(TEXT EXCERPT)
As a wife must respect her husband’s family even when—as it sometimes happens—her husband does not entirely respect them, or appears to be somewhat estranged from them, so I did not ever speak of Ray’s family in any way other than warmly and positively; if I asked Ray about his father, for instance, some stiffening in his expression, a palpable resistance in his manner, allowed me to know that I was intruding into my husband’s privacy, and had better retreat.

My sense was that Ray’s parents were politically conservative, like many Catholics; that, in the volatile matter of civil rights for Negroes, and in all matters involving radical or even reasonable social change in the United States in the early 1960s, they were adamant in opposition.

When you think of Bob Dylan’s “The Times They Are A-Changin’ ” you might imagine the provocative singer addressing white Americans like Ray’s parents—
Your sons and your daughters are beyond your command.

No words strike more horror in the hearts of parents—especially, in the hearts of conservative Catholic parents.

(And how Ray admired Bob Dylan in that early, thrilling and iconoclastic phase of Dylan’s career!)

Soon then it happened, in Green Acres, that the house across the street from ours was sold, and, yes—to a black family.

An altogether “respectable” black family, it seemed to us.

For we, too, were hyper-aware of our new neighbors. We, too, watched from the front windows of our house as movers carried furniture and packing boxes into the house across the street.

(For how could we not be
aware
, how could we not
look
? Though we had virtually no sense of anyone else living on Woodstock Drive and would probably not have recognized any of our neighbors out of context—yet we were distinctly aware of the new black family. Race makes of us hyper-vigilant in the most primitive and distressing of ways.)

Anxiously we waited for something to happen—some act of petty vandalism, or meanness. If the black family suffered any sort of harassment, we did not know about it, and would not have been informed, in any case. One day Ray said, “Let’s go over and say hello.”

And so we went across the street, rang the door, shook hands with our new neighbors and introduced ourselves: “Ray Smith”—“Joyce Smith.”

I don’t recall a word that was exchanged but assume that we “welcomed” the new family into the neighborhood—nor do I remember the black couple except that they were slightly older than they’d appeared at a distance, and that the man was a doctor who’d gone to medical school at Wayne State. I remember the man and his wife looking at us quizzically—smiling—though they didn’t invite us to step inside, and had not many questions to ask of us.

(DATASET)
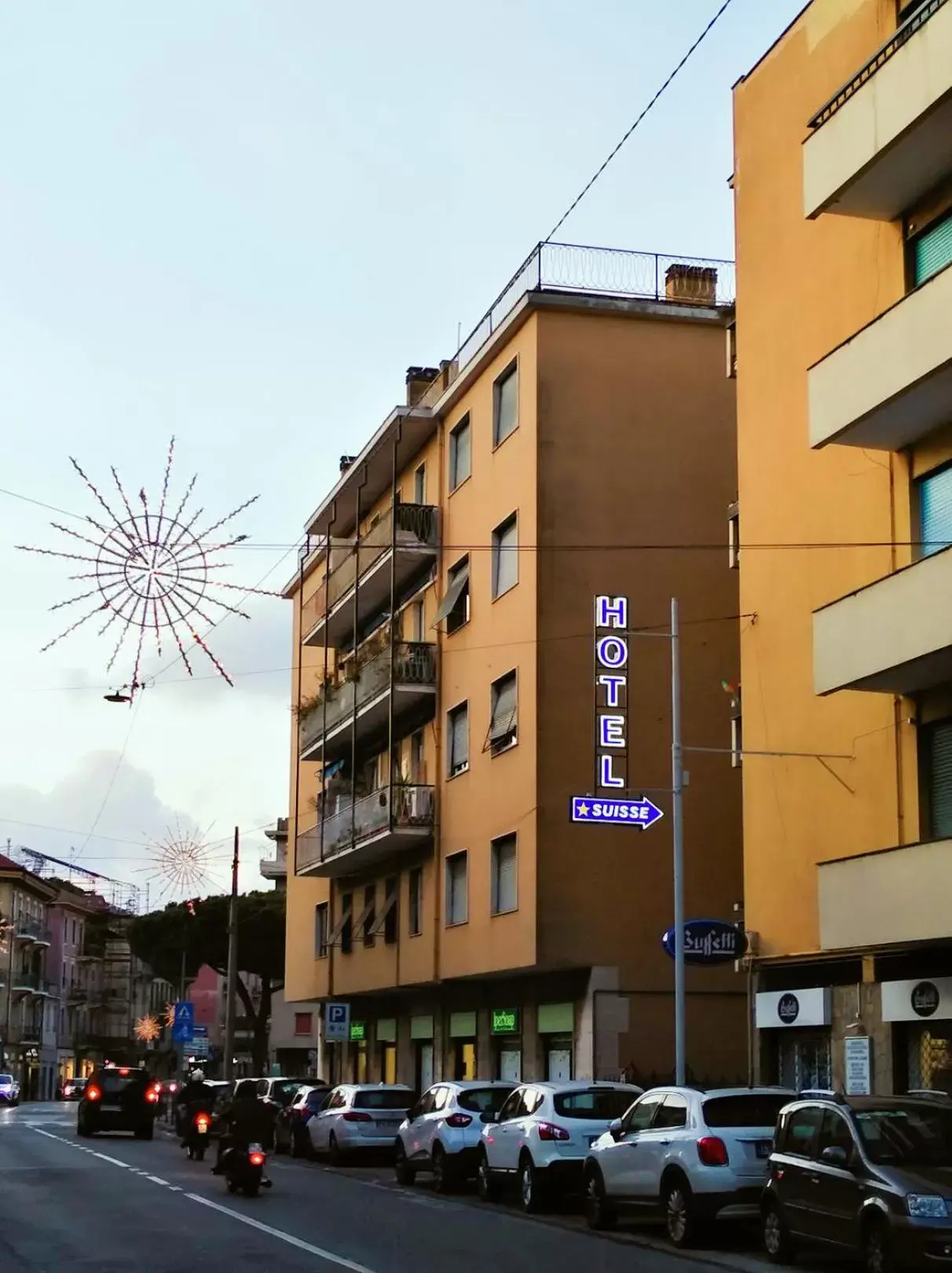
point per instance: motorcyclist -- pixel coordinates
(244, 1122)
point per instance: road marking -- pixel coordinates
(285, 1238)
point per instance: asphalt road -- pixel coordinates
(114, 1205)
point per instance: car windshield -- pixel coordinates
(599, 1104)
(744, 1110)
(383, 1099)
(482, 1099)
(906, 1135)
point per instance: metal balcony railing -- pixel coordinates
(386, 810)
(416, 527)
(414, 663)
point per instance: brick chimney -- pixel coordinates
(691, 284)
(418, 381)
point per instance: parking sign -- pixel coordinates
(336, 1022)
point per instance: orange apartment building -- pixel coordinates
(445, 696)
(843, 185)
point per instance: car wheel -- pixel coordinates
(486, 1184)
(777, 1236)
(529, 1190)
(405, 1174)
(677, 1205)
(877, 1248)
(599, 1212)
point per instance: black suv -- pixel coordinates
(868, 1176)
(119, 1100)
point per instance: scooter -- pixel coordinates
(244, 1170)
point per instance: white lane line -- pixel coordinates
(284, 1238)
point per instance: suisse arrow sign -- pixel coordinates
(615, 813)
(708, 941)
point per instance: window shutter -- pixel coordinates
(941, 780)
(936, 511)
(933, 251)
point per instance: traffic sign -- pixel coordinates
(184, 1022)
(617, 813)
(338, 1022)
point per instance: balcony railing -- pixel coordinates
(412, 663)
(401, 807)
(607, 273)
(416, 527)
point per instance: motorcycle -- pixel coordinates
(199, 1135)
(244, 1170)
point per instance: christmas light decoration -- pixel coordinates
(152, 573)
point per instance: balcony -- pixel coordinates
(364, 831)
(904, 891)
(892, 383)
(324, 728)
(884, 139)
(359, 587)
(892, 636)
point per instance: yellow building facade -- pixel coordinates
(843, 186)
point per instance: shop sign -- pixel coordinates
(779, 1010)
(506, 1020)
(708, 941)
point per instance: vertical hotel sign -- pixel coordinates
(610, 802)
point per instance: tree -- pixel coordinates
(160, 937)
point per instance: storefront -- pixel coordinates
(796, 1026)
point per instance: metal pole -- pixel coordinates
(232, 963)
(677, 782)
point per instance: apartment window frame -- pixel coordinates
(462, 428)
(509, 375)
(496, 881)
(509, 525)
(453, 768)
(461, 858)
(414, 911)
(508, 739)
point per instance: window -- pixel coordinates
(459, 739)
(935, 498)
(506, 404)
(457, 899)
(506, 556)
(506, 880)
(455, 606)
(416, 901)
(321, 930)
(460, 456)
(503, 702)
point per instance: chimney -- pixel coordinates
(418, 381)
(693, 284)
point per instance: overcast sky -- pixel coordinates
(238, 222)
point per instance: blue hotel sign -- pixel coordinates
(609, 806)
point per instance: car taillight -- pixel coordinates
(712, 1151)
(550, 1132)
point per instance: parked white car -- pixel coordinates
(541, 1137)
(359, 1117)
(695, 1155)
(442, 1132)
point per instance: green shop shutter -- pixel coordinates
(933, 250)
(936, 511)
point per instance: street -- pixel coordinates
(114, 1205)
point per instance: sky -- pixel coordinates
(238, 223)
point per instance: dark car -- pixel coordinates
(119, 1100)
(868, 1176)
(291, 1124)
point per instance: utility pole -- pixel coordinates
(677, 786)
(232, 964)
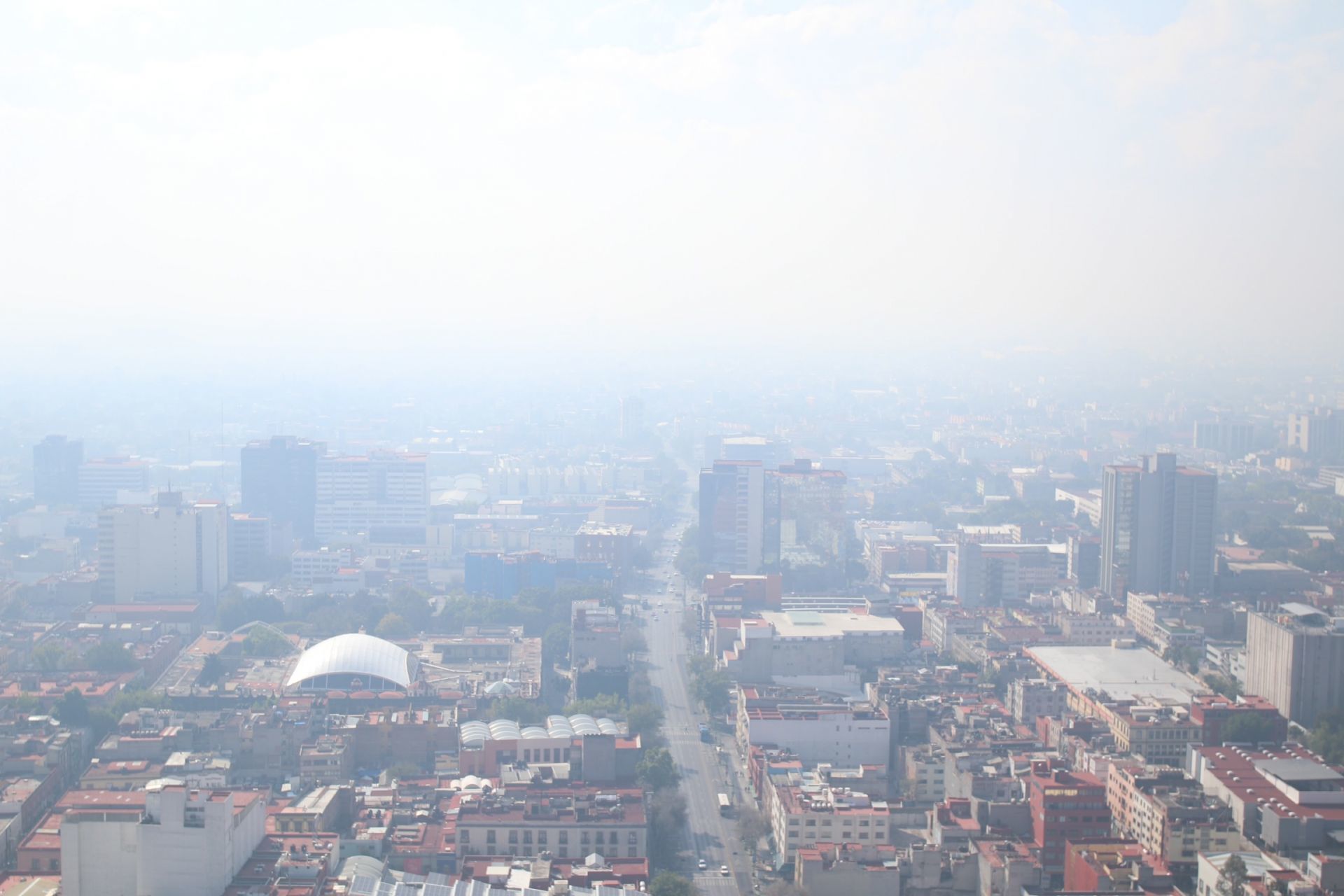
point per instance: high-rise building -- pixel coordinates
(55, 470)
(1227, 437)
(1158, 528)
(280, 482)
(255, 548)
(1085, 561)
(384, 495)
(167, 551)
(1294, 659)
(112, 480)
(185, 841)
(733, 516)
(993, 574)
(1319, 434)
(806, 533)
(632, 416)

(WORK TASK 1) In the memoir excerpt, reproduce the part that opens with the words containing "My sense was" and closes with "beyond your command.".
(WORK TASK 2)
Decide whether each statement agrees with the memoir excerpt. Answer yes or no, and quote the words from the excerpt that settle it.
(a) The man in the new family had gone to medical school at Wayne State.
(b) The new neighbors invited Ray and Joyce to step inside their house.
(c) Ray was the one who suggested going across the street to say hello.

(RESPONSE BOX 1)
My sense was that Ray’s parents were politically conservative, like many Catholics; that, in the volatile matter of civil rights for Negroes, and in all matters involving radical or even reasonable social change in the United States in the early 1960s, they were adamant in opposition.

When you think of Bob Dylan’s “The Times They Are A-Changin’ ” you might imagine the provocative singer addressing white Americans like Ray’s parents—
Your sons and your daughters are beyond your command.

(RESPONSE BOX 2)
(a) Yes: "the man was a doctor who’d gone to medical school at Wayne State."
(b) No: "they didn’t invite us to step inside"
(c) Yes: "One day Ray said, “Let’s go over and say hello.”"